_Quoted passage_
Introduction to Machine Learning
Human beings are exposed to data from birth. The eyes, ears, nose, skin, and tongue are continuously gathering various forms of data which the brain translates to sight, sound, smell, touch, and taste. The brain then processes various forms of raw data it receives through sensory organs and translates it to speech, which is used to express opinion about the nature of raw data received.
In today's world, sensors attached to machines are applied to gather data. Data is collected from Internet through various websites and social networking sites. Electronic forms of old manuscripts that have been digitized also add to data sets. Data is also obtained from the Internet through various websites and social networking sites. Data is also gathered from other electronic forms such as old manuscripts that have been digitized. These rich forms of data gathered from multiple sources require processing so that insight can be gained and a more meaningful pattern may be understood.
Machine learning algorithms help to gather data from varied sources, transform rich data sets, and help us to take intelligent action based on the results provided. Machine learning algorithms are designed to be efficient and accurate and to provide general learning to do the following:
- Dealing with large scale problems
- Making accurate predictions
- Handling a variety of different learning problems
- Learning which can be derived and the conditions under which they can be learned
Some of the areas of applications of machine learning algorithms are as follows:
- Price prediction based on sales
- Prediction of molecular response for medicines
- Detecting motor insurance fraud
- Analyzing stock market returns
- Identifying risk ban loans
- Forecasting wind power plant predictions
- Tracking and monitoring the utilization and location of healthcare equipment
- Calculating efficient use of energy
- Understating trends in the growth of transportation in smart cities
- Ore reserve estimations for the mining industry
Linear regression models present response variables that are quantitative in nature. However, certain responses are qualitative in nature. Responses such as attitudes (strongly disagree, disagree, neutral, agree, and strongly agree) are qualitative in nature. Predicting a qualitative response for an observation can be referred to as classifying that observation, since it involves assigning the observation to a category or class. Classifiers are an invaluable tool for many tasks today, such as medical or genomics predictions, spam detection, face recognition, and finance.

_Requirement_
Set down word for word the part of the machine learning introduction that opens with the words containing "In today's world, sensors" and closes with "may be understood.".

_Extracted material_
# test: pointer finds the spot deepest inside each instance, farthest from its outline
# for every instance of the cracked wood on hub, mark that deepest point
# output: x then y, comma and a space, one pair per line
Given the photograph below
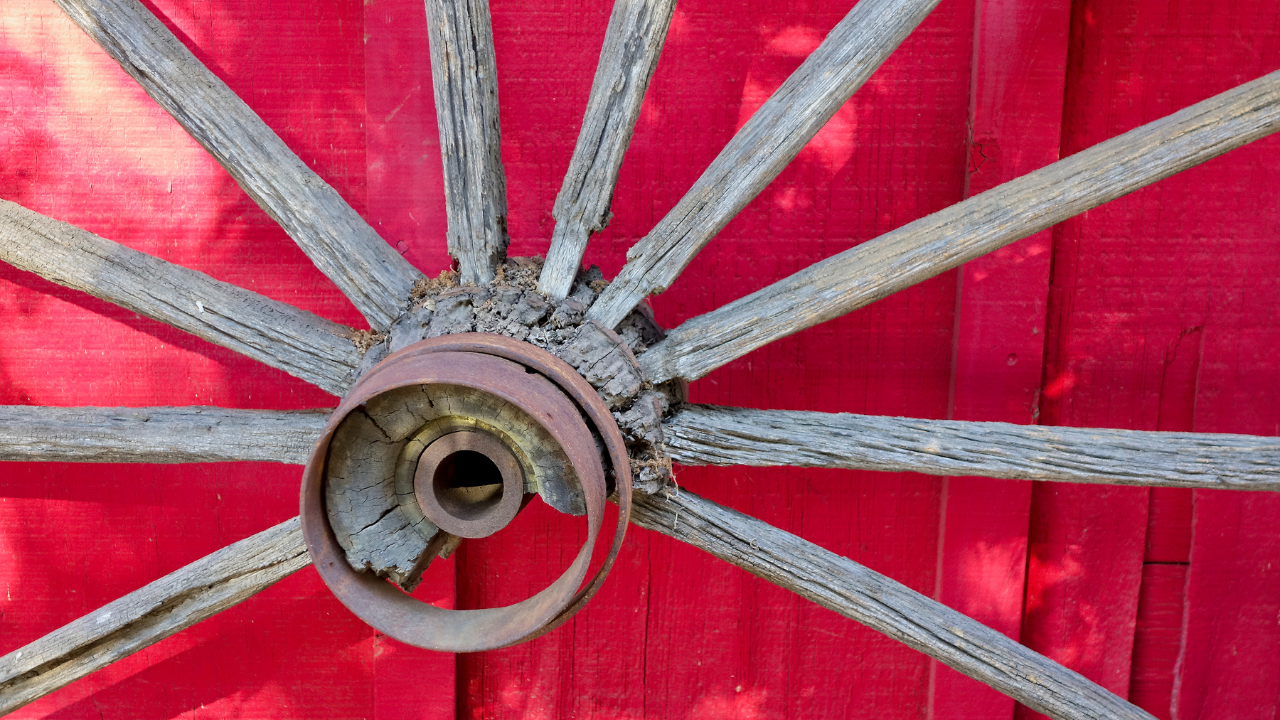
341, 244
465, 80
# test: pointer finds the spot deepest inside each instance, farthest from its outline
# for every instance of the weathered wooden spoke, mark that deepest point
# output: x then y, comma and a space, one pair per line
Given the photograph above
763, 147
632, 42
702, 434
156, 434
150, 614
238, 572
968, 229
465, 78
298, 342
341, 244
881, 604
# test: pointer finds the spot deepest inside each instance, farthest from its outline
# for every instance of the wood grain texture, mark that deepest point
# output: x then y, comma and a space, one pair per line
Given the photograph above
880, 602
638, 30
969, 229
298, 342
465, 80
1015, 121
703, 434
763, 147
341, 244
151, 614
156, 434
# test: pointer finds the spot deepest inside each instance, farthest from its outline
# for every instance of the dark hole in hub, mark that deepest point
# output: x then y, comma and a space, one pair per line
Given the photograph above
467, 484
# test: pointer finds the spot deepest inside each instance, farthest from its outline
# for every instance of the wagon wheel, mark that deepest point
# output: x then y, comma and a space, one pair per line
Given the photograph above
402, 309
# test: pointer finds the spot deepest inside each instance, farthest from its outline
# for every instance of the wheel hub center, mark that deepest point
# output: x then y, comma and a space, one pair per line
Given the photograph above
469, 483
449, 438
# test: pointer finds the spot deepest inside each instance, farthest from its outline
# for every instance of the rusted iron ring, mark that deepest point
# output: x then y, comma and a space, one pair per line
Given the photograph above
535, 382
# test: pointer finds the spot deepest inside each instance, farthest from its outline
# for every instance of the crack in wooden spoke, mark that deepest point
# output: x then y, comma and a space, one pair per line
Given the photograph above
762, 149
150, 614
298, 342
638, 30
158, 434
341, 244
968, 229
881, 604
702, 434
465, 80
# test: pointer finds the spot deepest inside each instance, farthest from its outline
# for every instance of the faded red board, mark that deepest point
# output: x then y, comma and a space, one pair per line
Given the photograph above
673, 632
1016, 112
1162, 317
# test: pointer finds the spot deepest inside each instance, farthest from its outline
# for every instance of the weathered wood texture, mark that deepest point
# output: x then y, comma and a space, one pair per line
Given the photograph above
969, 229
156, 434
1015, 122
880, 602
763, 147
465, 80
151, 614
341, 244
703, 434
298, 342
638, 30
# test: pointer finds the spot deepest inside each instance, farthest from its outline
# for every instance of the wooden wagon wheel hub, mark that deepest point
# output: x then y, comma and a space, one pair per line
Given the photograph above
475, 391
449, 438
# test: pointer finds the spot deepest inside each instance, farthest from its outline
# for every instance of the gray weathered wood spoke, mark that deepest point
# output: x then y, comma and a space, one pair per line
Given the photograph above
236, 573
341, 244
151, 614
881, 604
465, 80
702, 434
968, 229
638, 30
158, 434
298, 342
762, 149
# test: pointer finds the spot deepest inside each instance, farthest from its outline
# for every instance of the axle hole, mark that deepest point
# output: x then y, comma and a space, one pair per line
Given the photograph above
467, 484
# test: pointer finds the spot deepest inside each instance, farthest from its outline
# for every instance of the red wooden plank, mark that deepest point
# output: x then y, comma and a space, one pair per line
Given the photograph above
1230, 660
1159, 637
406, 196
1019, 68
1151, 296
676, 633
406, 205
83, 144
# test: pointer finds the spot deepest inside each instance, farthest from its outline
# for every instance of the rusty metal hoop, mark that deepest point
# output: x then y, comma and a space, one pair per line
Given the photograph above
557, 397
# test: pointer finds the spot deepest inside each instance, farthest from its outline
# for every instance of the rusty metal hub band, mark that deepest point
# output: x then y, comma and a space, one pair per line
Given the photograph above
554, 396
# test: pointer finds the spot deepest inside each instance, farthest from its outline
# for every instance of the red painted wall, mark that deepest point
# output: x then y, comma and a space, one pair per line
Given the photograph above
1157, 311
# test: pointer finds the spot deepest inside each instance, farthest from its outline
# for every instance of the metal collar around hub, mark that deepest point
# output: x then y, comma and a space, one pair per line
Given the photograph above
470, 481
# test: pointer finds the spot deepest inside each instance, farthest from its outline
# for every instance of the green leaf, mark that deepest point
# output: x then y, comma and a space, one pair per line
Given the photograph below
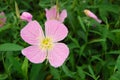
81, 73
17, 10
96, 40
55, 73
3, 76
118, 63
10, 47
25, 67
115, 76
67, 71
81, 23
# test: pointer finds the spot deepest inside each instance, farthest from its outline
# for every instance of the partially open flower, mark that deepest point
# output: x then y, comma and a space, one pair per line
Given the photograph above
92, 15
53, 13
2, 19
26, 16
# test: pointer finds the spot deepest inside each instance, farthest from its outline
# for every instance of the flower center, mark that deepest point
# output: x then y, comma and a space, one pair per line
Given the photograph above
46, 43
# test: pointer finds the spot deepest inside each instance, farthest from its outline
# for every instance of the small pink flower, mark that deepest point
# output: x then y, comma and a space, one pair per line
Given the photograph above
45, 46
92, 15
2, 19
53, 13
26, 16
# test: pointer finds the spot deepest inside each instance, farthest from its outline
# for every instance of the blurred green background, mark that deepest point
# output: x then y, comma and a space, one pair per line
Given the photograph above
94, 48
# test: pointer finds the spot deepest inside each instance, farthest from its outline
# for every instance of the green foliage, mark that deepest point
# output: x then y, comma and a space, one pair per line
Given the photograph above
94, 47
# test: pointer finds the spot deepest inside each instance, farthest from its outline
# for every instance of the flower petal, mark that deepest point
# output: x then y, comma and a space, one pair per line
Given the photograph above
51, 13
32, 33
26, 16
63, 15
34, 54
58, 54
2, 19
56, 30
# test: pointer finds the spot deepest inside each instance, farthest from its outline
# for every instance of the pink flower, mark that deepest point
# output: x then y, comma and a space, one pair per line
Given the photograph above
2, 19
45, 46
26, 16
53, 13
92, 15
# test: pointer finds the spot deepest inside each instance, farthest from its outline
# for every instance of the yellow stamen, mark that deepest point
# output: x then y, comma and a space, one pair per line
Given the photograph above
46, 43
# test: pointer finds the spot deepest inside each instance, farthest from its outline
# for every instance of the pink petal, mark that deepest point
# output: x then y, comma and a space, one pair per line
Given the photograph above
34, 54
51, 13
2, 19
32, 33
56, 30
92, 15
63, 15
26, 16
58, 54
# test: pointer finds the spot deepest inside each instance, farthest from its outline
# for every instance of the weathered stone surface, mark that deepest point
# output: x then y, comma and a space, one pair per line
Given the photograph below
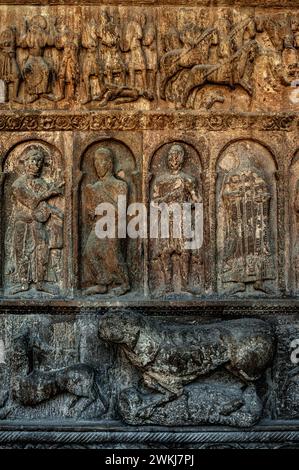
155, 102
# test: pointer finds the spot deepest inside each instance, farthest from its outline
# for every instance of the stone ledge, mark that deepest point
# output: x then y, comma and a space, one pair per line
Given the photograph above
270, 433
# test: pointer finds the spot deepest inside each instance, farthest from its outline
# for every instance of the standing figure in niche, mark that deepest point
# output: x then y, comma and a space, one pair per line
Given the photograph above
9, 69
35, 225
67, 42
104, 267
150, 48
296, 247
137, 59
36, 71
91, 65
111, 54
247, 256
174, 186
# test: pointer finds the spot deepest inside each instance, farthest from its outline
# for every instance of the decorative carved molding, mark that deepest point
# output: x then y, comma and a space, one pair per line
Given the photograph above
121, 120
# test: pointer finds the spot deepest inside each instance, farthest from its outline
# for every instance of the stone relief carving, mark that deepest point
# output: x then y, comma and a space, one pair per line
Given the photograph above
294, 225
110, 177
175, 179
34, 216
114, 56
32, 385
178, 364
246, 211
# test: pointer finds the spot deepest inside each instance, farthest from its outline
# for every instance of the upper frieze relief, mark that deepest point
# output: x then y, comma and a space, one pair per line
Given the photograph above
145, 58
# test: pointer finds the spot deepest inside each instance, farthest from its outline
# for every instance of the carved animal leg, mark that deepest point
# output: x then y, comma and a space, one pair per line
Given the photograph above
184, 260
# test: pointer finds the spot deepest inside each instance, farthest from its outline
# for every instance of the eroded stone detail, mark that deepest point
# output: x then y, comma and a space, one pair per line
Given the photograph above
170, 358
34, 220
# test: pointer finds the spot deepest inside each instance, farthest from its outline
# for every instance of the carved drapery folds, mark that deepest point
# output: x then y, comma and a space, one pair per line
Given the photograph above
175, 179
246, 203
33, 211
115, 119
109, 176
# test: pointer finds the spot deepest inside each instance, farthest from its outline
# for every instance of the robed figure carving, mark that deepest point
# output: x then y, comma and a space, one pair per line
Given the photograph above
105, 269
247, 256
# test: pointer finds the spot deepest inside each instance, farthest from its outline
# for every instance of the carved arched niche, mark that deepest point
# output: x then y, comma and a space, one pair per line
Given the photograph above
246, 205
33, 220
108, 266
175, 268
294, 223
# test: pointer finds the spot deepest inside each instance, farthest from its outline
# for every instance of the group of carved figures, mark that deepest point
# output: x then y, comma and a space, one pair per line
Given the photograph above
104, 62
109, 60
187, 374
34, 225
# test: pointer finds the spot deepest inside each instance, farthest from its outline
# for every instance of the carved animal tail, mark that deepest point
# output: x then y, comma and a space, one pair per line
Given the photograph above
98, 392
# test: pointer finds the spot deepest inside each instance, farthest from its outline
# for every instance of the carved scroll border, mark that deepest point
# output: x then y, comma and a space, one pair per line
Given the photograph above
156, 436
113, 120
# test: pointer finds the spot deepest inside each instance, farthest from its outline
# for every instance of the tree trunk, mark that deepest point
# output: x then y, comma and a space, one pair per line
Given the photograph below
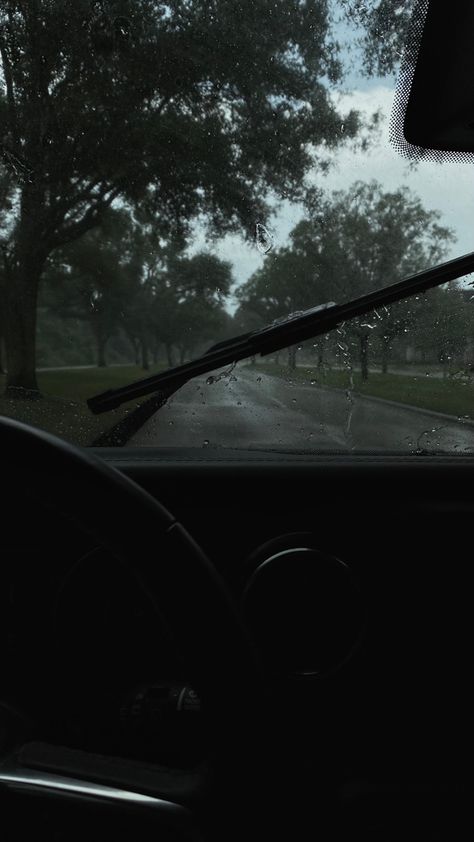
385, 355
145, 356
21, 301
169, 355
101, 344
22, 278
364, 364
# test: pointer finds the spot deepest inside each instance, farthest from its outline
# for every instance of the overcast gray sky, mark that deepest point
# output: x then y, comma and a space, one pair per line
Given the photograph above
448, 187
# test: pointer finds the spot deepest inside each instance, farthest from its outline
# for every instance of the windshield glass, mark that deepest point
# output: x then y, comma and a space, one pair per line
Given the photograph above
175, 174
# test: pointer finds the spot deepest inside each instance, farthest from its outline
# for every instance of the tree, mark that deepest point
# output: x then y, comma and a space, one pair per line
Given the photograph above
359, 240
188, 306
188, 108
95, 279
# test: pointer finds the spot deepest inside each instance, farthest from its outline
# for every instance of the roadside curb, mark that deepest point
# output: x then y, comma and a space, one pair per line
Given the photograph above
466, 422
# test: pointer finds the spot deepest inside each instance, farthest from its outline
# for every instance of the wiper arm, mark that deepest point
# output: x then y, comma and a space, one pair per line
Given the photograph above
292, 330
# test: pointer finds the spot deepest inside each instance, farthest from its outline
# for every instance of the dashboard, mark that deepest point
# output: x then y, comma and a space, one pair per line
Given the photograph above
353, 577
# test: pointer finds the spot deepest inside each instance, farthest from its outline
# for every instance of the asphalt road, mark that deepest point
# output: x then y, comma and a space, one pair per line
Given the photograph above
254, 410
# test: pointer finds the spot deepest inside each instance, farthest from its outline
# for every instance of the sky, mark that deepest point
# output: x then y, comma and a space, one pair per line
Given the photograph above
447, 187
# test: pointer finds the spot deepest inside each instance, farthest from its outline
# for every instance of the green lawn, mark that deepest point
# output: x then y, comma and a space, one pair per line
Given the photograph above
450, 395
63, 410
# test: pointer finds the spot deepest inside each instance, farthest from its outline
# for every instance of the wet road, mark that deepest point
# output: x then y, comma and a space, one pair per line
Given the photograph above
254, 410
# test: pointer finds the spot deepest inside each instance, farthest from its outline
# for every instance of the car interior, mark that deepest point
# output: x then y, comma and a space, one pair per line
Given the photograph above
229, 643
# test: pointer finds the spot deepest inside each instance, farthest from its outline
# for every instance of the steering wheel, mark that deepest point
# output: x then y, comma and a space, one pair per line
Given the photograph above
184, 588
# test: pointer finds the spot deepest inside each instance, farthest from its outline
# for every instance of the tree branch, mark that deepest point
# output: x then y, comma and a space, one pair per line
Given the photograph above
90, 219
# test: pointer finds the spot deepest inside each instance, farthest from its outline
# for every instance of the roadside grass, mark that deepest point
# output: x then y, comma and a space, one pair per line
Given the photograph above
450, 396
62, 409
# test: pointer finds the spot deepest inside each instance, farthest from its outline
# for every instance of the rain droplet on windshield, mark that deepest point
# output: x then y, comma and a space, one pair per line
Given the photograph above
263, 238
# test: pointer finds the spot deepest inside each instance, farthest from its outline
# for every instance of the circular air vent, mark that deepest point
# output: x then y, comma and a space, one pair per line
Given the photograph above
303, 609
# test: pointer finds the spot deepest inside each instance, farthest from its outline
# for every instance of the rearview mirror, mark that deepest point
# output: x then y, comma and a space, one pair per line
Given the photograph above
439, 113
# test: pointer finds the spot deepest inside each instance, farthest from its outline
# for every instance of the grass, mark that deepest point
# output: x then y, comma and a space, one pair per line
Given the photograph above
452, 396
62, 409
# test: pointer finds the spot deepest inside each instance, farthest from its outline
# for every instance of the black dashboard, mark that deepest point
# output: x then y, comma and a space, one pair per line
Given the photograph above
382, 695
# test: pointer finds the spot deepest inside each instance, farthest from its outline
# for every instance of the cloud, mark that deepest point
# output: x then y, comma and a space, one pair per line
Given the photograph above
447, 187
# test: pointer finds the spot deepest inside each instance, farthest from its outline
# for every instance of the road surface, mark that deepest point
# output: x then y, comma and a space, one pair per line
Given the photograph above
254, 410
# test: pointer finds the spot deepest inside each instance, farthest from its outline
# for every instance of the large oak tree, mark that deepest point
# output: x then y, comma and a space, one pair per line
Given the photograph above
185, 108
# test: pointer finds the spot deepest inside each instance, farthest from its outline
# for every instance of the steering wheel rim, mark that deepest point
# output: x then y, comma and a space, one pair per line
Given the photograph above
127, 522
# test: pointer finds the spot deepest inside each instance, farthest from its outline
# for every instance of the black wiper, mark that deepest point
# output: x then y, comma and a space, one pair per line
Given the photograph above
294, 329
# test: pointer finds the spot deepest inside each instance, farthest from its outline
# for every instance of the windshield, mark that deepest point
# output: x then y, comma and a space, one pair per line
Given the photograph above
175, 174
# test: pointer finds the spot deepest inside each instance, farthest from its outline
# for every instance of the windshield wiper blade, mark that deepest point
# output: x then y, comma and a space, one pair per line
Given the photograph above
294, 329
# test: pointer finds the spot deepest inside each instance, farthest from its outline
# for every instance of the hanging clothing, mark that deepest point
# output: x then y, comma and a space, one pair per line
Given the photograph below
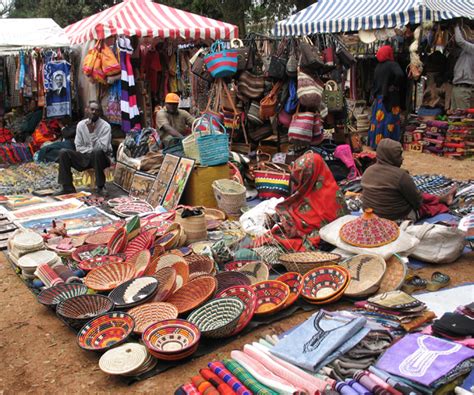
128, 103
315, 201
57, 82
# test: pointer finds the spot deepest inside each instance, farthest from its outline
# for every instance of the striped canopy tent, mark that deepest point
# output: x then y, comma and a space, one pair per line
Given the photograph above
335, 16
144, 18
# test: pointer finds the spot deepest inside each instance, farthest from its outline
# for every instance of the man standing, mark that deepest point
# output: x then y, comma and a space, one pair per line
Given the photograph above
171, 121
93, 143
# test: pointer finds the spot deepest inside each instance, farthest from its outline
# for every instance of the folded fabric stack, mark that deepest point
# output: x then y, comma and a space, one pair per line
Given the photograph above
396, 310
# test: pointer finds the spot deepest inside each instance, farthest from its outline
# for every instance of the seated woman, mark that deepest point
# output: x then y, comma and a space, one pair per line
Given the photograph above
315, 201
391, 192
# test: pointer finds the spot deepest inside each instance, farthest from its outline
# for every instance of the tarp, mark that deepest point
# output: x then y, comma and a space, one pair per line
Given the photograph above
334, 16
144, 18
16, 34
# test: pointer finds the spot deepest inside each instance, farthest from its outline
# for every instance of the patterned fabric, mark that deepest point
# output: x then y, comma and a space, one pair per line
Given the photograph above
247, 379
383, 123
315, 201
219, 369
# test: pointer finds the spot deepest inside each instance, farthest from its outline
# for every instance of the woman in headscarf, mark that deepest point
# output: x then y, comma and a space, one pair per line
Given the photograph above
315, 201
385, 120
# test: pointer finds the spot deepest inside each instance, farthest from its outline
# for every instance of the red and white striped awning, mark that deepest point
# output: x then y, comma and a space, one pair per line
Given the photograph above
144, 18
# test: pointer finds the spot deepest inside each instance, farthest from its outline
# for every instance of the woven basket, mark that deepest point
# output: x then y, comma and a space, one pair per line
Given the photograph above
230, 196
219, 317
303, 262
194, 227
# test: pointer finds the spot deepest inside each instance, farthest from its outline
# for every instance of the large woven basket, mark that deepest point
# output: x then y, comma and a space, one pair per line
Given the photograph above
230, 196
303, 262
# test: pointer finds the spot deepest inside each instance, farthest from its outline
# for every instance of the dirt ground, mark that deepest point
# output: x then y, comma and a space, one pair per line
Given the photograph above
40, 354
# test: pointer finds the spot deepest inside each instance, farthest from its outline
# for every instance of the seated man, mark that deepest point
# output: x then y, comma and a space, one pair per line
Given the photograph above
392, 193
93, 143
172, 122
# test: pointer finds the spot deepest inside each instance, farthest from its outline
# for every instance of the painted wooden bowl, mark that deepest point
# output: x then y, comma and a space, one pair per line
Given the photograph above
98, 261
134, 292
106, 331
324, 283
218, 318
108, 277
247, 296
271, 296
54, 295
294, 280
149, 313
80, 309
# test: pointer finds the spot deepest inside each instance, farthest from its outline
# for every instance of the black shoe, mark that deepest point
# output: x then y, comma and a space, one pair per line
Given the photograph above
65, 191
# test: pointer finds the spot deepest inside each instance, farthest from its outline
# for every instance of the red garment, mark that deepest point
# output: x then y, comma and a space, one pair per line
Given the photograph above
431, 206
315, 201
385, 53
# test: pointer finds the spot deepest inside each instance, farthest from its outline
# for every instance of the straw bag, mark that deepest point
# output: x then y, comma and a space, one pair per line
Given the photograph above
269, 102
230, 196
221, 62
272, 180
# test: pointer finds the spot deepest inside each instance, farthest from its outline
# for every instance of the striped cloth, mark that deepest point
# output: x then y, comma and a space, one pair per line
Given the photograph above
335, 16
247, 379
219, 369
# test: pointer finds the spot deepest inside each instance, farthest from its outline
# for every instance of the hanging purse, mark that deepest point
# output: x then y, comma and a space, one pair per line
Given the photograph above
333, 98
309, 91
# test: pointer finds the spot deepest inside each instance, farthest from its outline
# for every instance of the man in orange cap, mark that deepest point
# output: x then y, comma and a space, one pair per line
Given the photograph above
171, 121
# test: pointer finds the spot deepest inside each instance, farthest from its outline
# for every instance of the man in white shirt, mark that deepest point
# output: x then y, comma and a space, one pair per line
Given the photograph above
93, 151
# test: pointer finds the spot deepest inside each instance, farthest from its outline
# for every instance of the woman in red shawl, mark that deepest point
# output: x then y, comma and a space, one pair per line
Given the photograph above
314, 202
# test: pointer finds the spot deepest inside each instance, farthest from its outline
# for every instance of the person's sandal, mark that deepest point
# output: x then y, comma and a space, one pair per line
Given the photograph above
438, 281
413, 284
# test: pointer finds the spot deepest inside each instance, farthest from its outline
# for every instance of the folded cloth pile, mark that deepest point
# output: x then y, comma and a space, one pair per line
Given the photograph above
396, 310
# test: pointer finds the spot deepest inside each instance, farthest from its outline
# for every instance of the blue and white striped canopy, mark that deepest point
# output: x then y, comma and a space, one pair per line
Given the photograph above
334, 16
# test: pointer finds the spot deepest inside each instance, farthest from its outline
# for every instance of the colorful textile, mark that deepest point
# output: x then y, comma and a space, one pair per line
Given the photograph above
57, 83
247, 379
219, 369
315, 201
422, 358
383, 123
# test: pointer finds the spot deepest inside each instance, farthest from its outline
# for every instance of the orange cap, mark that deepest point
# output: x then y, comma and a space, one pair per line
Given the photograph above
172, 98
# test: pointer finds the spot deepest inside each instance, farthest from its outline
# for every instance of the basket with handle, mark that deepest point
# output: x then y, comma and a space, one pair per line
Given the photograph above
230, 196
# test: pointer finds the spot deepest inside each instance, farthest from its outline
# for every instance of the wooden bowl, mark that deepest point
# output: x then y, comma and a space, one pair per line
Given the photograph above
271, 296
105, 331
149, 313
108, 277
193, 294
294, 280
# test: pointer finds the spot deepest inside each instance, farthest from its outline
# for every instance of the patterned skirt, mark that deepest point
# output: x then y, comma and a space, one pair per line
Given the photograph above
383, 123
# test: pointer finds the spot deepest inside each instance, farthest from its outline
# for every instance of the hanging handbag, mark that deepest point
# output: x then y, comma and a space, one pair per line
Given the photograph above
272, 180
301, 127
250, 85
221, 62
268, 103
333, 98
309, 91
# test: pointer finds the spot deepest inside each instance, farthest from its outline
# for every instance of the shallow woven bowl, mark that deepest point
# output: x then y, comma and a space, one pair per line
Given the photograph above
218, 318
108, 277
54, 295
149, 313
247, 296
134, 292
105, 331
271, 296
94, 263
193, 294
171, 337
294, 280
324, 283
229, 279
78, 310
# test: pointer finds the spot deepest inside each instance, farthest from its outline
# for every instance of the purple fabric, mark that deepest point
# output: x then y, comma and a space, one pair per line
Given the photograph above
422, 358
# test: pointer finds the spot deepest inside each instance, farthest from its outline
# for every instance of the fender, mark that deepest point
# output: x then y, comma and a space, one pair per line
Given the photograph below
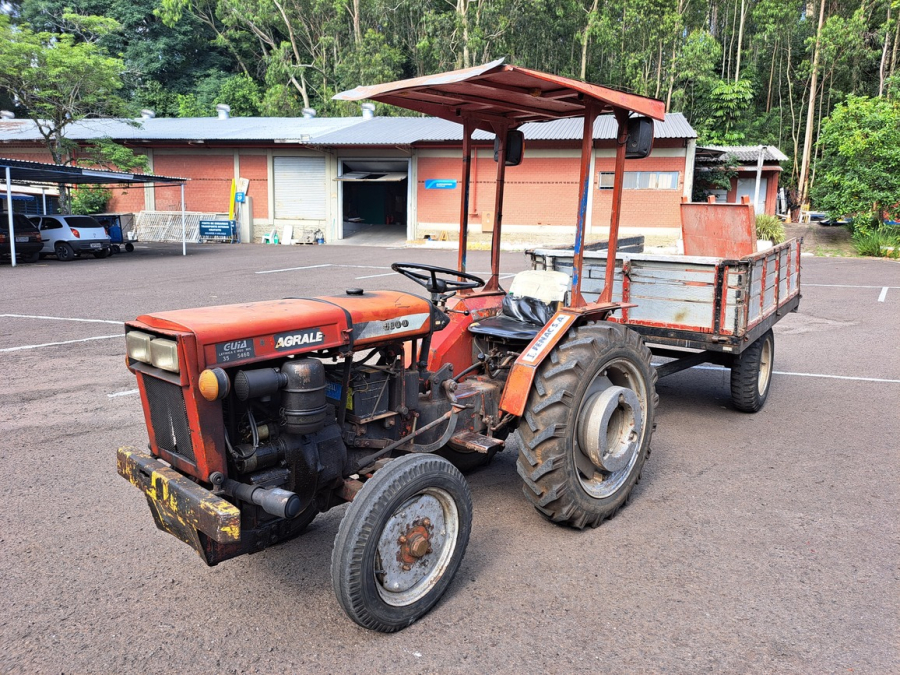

_Your solution_
In today's world, sensors attached to machines are applied to gather data. Data is collected from Internet through various websites and social networking sites. Electronic forms of old manuscripts that have been digitized also add to data sets. Data is also obtained from the Internet through various websites and social networking sites. Data is also gathered from other electronic forms such as old manuscripts that have been digitized. These rich forms of data gathered from multiple sources require processing so that insight can be gained and a more meaningful pattern may be understood.